Problems —
• 1. In the passage on the soul, write out the text beginning at the words "The soul is" and stopping after "seen or heard.".
• 2. According to the passage on the soul, what has inspired man's turning towards religion, mysticism and philosophy?

— Start Page extract —

Every man who does not feel this close intimate fellowship with his Overself is necessarily a pilgrim, most probably an unconscious one, but still in everything and everywhere he is in search of his soul.

The soul is perfectly knowable and experienceable. It is here in men's very hearts and minds, and such knowledge once gained, such experience once known, lifts them into a higher estimate of themselves. Men then become not merely thinking animals but glorious beings. Is it not astonishing that man has ever been attracted and captivated by something which the intellect can hardly conceive nor the imagination picture, something which cannot even be truly named? Here is something to ponder over: why men should have forfeited all that seems dear, to the point of forfeiting life itself, for something which can never be touched or smelled, seen or heard.

What is it that has turned man's heart towards religion, mysticism, philosophy since time immemorial? His aspiration towards the diviner life is unconscious testimony to its existence. It is the presence within him of a divine soul which has inspired this turning, the divine life itself in his heart which has prompted his aspiration. Man has no escape from the urge to seek the Sacred, the Profound, the Timeless. The roots of his whole being are in it.

— End Page extract —
— Start Items —

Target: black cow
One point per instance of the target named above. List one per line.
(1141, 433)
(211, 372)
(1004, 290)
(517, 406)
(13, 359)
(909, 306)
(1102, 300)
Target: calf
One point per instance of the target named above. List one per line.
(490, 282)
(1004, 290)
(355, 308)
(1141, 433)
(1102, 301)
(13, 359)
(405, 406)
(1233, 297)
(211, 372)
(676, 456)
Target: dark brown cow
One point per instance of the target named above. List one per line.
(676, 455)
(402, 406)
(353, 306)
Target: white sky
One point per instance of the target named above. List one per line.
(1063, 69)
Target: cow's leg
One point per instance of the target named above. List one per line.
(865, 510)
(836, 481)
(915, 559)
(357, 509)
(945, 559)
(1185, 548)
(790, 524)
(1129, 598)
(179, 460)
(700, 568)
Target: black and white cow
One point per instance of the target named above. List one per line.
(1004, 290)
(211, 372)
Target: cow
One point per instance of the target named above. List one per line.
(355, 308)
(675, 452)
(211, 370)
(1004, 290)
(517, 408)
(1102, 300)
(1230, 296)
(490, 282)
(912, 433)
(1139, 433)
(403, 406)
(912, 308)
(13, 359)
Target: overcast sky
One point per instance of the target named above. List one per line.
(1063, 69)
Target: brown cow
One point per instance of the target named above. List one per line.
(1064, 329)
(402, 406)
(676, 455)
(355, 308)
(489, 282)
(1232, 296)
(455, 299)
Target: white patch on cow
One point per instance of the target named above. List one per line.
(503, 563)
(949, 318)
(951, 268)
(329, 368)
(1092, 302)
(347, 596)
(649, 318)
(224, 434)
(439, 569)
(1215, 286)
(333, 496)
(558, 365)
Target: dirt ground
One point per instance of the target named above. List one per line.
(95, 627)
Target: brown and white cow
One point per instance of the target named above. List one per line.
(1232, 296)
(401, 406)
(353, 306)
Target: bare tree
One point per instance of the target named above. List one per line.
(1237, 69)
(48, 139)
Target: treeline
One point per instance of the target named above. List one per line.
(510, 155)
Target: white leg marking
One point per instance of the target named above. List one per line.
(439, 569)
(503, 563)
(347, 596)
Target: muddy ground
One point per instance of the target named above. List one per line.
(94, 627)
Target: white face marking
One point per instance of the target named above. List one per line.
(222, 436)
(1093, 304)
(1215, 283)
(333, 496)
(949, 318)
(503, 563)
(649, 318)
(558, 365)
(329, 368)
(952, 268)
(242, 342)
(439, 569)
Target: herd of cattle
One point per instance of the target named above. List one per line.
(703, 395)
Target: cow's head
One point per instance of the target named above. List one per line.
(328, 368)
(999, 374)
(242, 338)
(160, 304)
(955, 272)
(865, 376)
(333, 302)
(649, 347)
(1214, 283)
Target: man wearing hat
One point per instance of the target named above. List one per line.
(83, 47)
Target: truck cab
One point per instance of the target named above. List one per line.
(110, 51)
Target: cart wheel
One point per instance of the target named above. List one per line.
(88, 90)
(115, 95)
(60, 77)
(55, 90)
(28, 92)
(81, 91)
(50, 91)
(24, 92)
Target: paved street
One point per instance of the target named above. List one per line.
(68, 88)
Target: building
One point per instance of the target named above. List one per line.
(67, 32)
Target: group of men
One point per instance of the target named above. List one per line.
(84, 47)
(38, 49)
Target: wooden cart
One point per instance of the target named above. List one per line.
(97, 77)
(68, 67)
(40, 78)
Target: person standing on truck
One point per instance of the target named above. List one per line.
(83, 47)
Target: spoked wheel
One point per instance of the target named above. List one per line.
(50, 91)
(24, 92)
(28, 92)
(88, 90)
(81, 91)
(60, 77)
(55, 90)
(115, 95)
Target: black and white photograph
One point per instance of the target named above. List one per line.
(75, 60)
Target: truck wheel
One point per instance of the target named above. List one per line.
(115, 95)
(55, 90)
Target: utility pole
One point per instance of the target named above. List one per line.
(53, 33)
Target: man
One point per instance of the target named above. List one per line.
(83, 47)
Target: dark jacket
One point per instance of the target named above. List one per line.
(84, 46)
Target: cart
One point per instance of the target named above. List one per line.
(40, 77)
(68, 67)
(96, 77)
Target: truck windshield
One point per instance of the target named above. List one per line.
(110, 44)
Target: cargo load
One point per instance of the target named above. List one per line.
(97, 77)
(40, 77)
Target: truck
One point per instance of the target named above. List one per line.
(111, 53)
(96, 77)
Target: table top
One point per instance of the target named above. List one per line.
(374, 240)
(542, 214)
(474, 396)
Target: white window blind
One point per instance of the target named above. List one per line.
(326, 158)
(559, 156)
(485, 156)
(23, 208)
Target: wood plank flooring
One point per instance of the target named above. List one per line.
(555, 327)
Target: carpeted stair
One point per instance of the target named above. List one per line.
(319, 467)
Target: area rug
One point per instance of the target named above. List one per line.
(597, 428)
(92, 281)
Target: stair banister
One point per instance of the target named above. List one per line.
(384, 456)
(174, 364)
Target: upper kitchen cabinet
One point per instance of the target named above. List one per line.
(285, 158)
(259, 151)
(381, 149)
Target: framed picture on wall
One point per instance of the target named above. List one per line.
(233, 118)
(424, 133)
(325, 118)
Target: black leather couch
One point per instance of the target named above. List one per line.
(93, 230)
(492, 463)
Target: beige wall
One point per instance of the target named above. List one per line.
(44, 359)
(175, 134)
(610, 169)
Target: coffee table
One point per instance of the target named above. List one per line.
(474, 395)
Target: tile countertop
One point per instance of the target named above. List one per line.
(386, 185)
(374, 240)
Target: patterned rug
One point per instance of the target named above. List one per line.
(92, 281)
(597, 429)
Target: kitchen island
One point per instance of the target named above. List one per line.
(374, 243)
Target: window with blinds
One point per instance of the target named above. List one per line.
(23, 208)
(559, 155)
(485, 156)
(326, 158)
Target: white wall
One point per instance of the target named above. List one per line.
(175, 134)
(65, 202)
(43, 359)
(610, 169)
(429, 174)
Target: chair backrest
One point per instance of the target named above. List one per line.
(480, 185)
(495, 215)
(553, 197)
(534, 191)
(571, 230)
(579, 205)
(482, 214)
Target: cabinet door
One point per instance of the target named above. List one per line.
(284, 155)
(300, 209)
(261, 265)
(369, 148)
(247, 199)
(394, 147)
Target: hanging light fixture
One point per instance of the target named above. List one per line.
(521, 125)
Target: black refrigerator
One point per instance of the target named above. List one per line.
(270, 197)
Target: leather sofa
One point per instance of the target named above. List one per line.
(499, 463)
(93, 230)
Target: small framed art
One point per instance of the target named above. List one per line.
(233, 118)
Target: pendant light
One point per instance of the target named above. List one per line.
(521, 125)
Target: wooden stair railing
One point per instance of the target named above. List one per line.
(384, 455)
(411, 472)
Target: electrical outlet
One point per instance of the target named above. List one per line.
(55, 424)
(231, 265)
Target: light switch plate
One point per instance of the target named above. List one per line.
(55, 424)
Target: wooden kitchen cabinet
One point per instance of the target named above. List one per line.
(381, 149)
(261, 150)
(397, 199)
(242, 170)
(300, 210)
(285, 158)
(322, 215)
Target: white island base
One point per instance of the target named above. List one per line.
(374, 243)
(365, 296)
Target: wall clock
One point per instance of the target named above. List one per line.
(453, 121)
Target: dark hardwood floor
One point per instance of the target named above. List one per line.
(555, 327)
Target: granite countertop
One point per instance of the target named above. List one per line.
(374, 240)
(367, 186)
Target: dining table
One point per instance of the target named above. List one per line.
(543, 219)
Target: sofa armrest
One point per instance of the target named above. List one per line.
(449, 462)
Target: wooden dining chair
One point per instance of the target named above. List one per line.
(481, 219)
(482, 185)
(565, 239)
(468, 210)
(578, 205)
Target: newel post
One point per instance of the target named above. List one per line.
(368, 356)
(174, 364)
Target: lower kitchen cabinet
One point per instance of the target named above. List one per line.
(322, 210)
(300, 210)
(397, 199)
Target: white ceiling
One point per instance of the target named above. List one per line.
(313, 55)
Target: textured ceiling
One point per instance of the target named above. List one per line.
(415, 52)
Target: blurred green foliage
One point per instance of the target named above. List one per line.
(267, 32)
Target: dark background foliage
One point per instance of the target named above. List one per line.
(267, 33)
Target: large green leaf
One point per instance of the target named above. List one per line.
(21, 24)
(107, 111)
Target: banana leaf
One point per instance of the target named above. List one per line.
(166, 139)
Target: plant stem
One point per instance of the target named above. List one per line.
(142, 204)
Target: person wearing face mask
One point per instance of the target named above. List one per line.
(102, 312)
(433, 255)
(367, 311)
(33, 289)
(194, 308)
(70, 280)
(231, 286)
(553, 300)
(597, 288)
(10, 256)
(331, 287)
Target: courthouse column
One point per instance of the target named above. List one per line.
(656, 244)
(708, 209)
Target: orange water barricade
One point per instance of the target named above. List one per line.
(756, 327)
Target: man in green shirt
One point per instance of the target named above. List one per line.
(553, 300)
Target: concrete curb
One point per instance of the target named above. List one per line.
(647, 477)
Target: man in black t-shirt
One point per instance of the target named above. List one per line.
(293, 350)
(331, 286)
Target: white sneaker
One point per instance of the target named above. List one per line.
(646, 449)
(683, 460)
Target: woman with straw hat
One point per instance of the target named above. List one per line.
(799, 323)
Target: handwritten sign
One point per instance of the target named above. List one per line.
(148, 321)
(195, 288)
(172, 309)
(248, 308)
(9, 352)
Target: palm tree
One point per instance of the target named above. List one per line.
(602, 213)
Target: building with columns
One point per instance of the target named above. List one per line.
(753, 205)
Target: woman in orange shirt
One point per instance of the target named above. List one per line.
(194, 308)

— End Items —

Solved tasks —
• 1.
The soul is perfectly knowable and experienceable. It is here in men's very hearts and minds, and such knowledge once gained, such experience once known, lifts them into a higher estimate of themselves. Men then become not merely thinking animals but glorious beings. Is it not astonishing that man has ever been attracted and captivated by something which the intellect can hardly conceive nor the imagination picture, something which cannot even be truly named? Here is something to ponder over: why men should have forfeited all that seems dear, to the point of forfeiting life itself, for something which can never be touched or smelled, seen or heard.

• 2. The presence within him of a divine soul has inspired this turning.